Material shown Start Marker

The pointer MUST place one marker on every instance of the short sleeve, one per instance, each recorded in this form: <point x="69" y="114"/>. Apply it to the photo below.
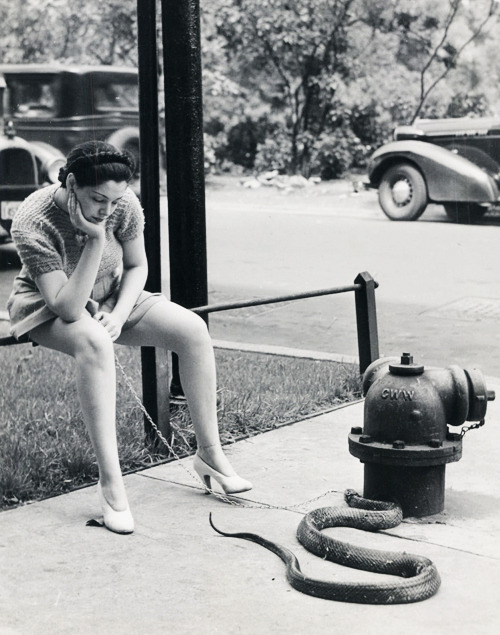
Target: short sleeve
<point x="38" y="254"/>
<point x="130" y="221"/>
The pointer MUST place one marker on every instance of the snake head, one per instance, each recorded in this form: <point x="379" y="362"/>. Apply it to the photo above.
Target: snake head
<point x="349" y="494"/>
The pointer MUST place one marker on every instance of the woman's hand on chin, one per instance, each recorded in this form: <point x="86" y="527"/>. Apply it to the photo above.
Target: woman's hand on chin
<point x="78" y="220"/>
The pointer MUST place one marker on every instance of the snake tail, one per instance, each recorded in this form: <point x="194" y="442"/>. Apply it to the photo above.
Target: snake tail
<point x="414" y="578"/>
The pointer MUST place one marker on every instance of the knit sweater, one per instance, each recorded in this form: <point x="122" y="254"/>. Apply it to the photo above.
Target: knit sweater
<point x="47" y="241"/>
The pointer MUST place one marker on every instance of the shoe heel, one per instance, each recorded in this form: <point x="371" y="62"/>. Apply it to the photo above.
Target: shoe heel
<point x="119" y="522"/>
<point x="207" y="481"/>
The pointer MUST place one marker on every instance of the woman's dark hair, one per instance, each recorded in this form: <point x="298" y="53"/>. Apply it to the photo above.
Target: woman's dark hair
<point x="95" y="162"/>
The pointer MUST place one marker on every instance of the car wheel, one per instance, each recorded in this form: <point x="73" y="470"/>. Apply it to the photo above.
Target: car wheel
<point x="464" y="213"/>
<point x="128" y="139"/>
<point x="402" y="192"/>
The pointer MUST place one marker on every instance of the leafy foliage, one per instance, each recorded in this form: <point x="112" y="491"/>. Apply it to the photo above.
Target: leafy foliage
<point x="308" y="86"/>
<point x="329" y="79"/>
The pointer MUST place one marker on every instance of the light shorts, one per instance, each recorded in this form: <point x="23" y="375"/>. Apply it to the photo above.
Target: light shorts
<point x="144" y="302"/>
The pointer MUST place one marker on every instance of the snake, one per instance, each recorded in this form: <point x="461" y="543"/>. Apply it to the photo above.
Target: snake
<point x="417" y="577"/>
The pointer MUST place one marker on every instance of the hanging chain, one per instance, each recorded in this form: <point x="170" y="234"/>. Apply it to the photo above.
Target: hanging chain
<point x="221" y="497"/>
<point x="474" y="426"/>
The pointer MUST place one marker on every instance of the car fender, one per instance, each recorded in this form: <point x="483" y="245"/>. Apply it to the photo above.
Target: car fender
<point x="50" y="158"/>
<point x="448" y="176"/>
<point x="124" y="136"/>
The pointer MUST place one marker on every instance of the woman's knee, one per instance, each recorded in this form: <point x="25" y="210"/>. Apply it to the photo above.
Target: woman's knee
<point x="92" y="341"/>
<point x="195" y="332"/>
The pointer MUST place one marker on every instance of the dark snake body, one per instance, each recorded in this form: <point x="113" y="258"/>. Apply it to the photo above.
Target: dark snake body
<point x="419" y="576"/>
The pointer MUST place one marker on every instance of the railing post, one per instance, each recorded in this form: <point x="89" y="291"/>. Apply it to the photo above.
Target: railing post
<point x="366" y="320"/>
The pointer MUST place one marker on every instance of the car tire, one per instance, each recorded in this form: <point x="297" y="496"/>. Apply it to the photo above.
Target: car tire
<point x="402" y="192"/>
<point x="128" y="139"/>
<point x="464" y="213"/>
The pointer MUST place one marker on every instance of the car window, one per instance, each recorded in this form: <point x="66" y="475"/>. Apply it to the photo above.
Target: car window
<point x="32" y="96"/>
<point x="116" y="96"/>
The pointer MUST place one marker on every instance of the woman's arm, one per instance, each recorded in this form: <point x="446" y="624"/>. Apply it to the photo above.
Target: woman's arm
<point x="67" y="297"/>
<point x="135" y="272"/>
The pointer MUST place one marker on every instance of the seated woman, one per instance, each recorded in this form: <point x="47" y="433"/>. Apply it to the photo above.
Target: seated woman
<point x="81" y="288"/>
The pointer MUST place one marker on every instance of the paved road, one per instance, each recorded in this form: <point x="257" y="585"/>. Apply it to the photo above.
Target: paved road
<point x="439" y="295"/>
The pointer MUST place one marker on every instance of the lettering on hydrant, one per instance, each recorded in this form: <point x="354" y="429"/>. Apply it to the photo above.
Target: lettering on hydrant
<point x="397" y="393"/>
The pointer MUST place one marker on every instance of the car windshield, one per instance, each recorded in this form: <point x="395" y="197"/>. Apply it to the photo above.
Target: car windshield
<point x="115" y="96"/>
<point x="32" y="96"/>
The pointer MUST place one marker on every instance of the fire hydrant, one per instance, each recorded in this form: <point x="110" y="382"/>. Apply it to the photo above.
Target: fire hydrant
<point x="406" y="441"/>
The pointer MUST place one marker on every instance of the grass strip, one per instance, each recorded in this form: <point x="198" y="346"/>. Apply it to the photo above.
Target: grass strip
<point x="44" y="447"/>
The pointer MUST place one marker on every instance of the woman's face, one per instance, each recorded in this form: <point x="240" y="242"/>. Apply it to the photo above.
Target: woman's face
<point x="99" y="202"/>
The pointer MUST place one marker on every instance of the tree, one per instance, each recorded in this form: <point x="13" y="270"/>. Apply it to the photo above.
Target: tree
<point x="433" y="42"/>
<point x="333" y="76"/>
<point x="78" y="31"/>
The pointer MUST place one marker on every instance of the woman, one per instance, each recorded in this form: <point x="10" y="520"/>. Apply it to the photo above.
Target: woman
<point x="81" y="289"/>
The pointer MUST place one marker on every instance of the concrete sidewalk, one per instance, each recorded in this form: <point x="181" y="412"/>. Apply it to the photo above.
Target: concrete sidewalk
<point x="176" y="575"/>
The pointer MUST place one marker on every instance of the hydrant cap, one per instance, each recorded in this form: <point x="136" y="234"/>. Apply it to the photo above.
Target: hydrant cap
<point x="406" y="366"/>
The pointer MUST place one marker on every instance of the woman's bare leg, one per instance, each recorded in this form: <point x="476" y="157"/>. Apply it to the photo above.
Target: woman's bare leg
<point x="168" y="325"/>
<point x="92" y="349"/>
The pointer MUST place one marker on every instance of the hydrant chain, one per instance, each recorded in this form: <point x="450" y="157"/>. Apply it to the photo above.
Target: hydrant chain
<point x="474" y="426"/>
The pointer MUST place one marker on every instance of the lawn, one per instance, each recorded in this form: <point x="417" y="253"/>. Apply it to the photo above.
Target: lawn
<point x="44" y="448"/>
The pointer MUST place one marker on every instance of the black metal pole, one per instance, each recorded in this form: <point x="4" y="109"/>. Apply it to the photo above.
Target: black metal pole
<point x="154" y="371"/>
<point x="366" y="319"/>
<point x="185" y="159"/>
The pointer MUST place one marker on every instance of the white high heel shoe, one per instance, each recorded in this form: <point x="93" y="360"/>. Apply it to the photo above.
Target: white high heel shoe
<point x="230" y="484"/>
<point x="119" y="522"/>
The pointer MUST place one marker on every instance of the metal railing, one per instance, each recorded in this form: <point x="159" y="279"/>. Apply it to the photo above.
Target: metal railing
<point x="366" y="315"/>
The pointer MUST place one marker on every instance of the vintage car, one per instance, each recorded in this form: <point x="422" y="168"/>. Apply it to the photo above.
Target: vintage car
<point x="24" y="167"/>
<point x="63" y="105"/>
<point x="452" y="162"/>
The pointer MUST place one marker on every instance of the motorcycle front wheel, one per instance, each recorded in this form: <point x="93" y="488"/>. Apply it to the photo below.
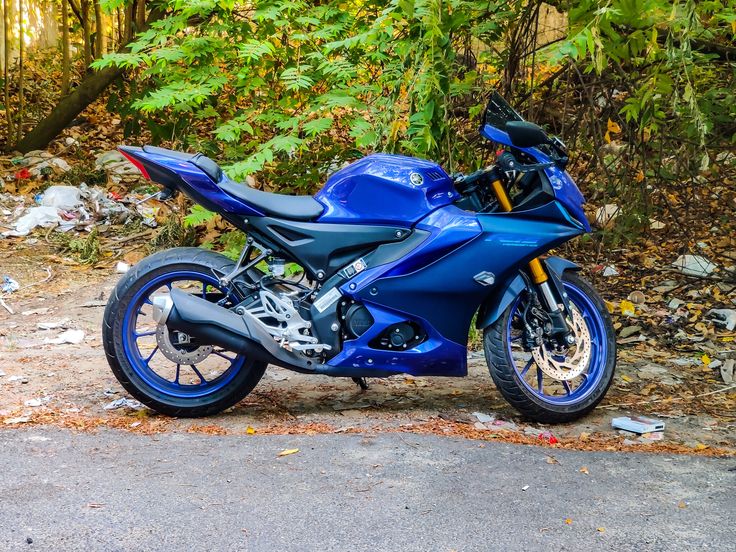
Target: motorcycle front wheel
<point x="546" y="384"/>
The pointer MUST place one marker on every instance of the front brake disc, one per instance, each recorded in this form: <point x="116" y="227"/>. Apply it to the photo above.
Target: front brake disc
<point x="575" y="361"/>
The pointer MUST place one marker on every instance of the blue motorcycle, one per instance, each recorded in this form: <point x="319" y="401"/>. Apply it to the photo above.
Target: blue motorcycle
<point x="398" y="258"/>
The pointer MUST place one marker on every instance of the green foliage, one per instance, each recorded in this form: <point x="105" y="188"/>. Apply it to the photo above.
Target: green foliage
<point x="276" y="81"/>
<point x="667" y="56"/>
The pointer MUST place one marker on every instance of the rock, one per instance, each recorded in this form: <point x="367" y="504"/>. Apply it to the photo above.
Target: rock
<point x="726" y="157"/>
<point x="656" y="225"/>
<point x="53" y="165"/>
<point x="666" y="286"/>
<point x="607" y="214"/>
<point x="124" y="403"/>
<point x="694" y="265"/>
<point x="727" y="370"/>
<point x="659" y="373"/>
<point x="113" y="156"/>
<point x="724" y="317"/>
<point x="18" y="420"/>
<point x="484" y="418"/>
<point x="73" y="337"/>
<point x="58" y="324"/>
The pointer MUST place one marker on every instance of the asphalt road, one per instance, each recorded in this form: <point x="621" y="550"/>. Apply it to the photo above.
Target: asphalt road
<point x="120" y="491"/>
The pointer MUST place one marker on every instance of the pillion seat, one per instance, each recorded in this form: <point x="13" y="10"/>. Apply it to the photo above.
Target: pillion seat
<point x="276" y="205"/>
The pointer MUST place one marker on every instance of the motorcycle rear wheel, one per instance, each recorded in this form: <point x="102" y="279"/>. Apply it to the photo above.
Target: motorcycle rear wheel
<point x="539" y="388"/>
<point x="184" y="380"/>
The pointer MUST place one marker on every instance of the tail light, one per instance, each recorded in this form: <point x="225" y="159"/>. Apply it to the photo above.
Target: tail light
<point x="138" y="165"/>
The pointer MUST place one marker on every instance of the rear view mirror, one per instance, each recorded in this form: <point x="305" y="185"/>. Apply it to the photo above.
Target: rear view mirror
<point x="524" y="134"/>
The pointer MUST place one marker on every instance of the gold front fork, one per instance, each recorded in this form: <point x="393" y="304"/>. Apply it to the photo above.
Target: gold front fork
<point x="539" y="276"/>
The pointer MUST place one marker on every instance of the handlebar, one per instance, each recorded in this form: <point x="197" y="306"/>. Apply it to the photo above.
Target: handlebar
<point x="506" y="162"/>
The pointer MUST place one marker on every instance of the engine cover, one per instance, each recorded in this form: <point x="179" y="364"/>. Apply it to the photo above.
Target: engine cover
<point x="382" y="188"/>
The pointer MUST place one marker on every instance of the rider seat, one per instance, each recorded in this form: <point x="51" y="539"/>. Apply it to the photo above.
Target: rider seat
<point x="276" y="205"/>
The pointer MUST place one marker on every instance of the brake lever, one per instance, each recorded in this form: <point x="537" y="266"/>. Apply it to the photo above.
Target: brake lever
<point x="508" y="163"/>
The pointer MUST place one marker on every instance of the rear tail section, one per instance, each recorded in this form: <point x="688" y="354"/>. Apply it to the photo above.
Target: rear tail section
<point x="193" y="174"/>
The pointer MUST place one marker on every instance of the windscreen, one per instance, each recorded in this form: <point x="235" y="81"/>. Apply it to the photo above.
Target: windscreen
<point x="499" y="112"/>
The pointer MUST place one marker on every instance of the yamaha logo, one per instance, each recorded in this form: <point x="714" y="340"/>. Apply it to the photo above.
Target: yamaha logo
<point x="416" y="179"/>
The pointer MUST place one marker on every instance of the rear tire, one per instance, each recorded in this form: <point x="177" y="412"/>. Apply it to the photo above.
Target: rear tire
<point x="511" y="383"/>
<point x="198" y="264"/>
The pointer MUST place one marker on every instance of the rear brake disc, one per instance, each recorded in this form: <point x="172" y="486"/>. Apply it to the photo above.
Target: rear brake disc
<point x="177" y="353"/>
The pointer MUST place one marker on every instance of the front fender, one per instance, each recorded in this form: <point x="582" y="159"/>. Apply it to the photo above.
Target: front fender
<point x="494" y="306"/>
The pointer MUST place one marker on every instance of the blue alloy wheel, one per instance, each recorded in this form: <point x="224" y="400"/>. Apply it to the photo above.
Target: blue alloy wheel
<point x="136" y="325"/>
<point x="168" y="370"/>
<point x="548" y="384"/>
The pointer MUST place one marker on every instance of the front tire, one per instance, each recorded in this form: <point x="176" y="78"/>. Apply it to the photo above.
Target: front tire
<point x="151" y="362"/>
<point x="528" y="387"/>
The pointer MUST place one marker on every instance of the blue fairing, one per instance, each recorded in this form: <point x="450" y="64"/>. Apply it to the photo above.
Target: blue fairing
<point x="566" y="191"/>
<point x="434" y="286"/>
<point x="385" y="189"/>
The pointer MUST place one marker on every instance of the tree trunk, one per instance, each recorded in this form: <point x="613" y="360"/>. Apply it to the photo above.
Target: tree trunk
<point x="128" y="25"/>
<point x="101" y="34"/>
<point x="68" y="108"/>
<point x="86" y="32"/>
<point x="72" y="105"/>
<point x="140" y="15"/>
<point x="6" y="69"/>
<point x="21" y="76"/>
<point x="65" y="58"/>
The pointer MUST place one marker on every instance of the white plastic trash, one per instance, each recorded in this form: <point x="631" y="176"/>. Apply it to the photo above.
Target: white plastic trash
<point x="62" y="197"/>
<point x="36" y="216"/>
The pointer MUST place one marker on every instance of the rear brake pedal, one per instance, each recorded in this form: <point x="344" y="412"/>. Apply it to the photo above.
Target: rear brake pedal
<point x="362" y="383"/>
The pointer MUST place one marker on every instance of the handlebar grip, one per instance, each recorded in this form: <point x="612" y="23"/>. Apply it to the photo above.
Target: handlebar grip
<point x="508" y="162"/>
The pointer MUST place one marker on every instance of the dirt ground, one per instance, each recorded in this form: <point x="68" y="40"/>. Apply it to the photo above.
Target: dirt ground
<point x="69" y="385"/>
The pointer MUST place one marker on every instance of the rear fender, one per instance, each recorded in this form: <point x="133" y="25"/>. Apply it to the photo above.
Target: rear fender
<point x="494" y="306"/>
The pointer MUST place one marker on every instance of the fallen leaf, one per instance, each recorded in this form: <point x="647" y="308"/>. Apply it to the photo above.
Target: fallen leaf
<point x="287" y="452"/>
<point x="627" y="308"/>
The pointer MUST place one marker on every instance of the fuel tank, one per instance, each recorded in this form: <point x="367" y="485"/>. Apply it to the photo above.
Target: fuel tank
<point x="383" y="188"/>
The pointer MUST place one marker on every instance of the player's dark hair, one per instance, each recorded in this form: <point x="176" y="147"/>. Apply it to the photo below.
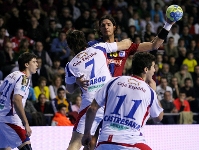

Material shown End Marker

## Problem statement
In the records above, locate the line with "of the fallen"; output it and each line after it through the last one, exactly, omitting pictures.

## Output of the task
The pointer MUST place one marker on every instance of the fallen leaf, one per instance, each recorded in this form: <point x="647" y="308"/>. Apply it to the photo above.
Target: fallen leaf
<point x="287" y="452"/>
<point x="627" y="308"/>
The pointer MUST place one marker on every instance of the fuel tank, one per instance, each recorded in this form: <point x="367" y="485"/>. Apply it to the photo above.
Target: fuel tank
<point x="383" y="188"/>
The pointer MUST place one marker on every instance of the player's dark hair, one per instance, each recorded in this form: <point x="176" y="147"/>. Apply it to the photo below.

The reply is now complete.